PROBLEM REQUIREMENTS: Rescale the data from its start through the line containing "[155,403,221,444]" by writing out every line again in order, changing only the bounding-box coordinates in the answers: multiply each one by 2.4 and round it to a whole number, with halves rounded up. Leave the pictures out of your answer.
◆ ◆ ◆
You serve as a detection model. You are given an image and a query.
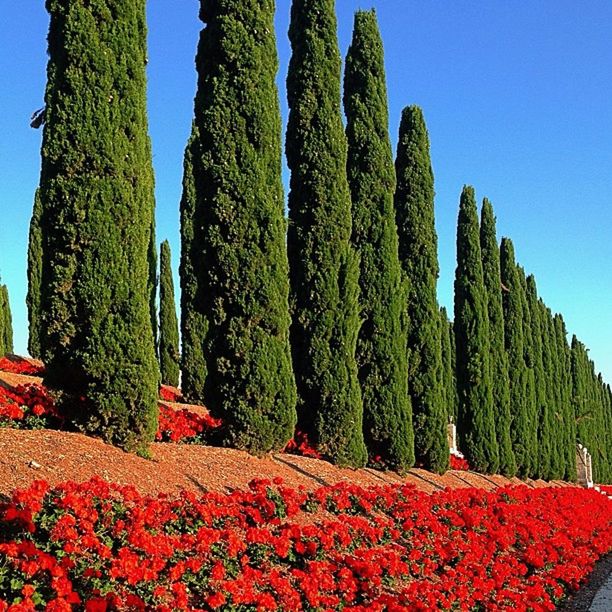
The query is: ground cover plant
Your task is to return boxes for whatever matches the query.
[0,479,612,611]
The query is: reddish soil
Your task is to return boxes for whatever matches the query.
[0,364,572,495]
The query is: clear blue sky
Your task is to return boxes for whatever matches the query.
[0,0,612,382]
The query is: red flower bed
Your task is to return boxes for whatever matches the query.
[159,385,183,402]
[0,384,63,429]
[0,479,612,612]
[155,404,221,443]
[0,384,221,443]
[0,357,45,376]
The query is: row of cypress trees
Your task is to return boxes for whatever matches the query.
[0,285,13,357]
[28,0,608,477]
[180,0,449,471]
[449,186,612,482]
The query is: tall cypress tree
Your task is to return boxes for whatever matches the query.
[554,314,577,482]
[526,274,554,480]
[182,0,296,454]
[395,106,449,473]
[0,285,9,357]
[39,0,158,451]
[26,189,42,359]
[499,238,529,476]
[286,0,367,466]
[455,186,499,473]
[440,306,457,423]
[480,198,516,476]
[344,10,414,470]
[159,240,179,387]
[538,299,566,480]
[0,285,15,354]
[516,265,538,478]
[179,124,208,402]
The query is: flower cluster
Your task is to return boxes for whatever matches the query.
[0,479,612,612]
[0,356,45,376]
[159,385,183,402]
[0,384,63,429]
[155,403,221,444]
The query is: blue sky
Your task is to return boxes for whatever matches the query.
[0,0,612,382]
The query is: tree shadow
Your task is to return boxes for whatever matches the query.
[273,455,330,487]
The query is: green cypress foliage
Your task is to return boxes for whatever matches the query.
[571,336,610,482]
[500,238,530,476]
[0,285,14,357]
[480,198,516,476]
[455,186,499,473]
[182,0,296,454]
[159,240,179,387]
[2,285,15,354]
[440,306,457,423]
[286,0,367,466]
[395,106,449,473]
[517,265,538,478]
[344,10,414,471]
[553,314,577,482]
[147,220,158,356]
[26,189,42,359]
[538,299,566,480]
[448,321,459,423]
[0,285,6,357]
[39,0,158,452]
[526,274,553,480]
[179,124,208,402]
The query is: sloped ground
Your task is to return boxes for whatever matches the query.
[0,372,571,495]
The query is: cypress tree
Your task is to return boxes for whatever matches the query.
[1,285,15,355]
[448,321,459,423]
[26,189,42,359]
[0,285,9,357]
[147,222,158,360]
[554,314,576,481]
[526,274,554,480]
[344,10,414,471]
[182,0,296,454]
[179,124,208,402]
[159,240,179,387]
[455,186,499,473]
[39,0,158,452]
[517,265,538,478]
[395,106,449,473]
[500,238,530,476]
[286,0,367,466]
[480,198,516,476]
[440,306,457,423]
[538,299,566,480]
◆ ◆ ◆
FULL RESPONSE:
You serve as a detection model. You are given an image and a query.
The query is: ground cover plant
Your task is to return boxes for whatever matches the query.
[0,1150,1469,1466]
The query is: reddish soil
Your task is to return boxes for whatever matches the query.
[0,874,1373,1188]
The query is: clear blue sky
Your task is to return boxes for whatever matches the query.
[0,0,1469,917]
The query is: red flower bed
Your task is to return boxes for whatever matches the query.
[382,924,439,965]
[0,922,151,1030]
[0,1150,1469,1469]
[372,970,530,1063]
[0,922,530,1063]
[0,857,108,902]
The query is: row of cypress trees
Your task is to return boxes for whatever matches the query.
[0,684,31,857]
[67,0,1459,1145]
[432,0,1078,1130]
[1078,446,1469,1157]
The query is: tall cypress tree
Your task is to return boxes for whatever matches the query.
[1330,754,1385,1157]
[1262,658,1330,1152]
[437,0,710,1090]
[948,254,1078,1135]
[0,684,22,857]
[94,0,379,1082]
[62,454,101,862]
[1198,571,1270,1142]
[686,0,881,1118]
[1092,446,1198,1135]
[1056,734,1097,1015]
[1152,475,1238,1142]
[826,24,994,1128]
[382,576,430,929]
[1291,718,1358,1152]
[0,684,36,850]
[1238,636,1291,1147]
[430,298,499,965]
The query is: flower cluster
Your task is to return boxes for whatever matches the query.
[0,1150,1469,1469]
[0,854,108,902]
[382,924,439,965]
[0,922,151,1030]
[372,967,530,1066]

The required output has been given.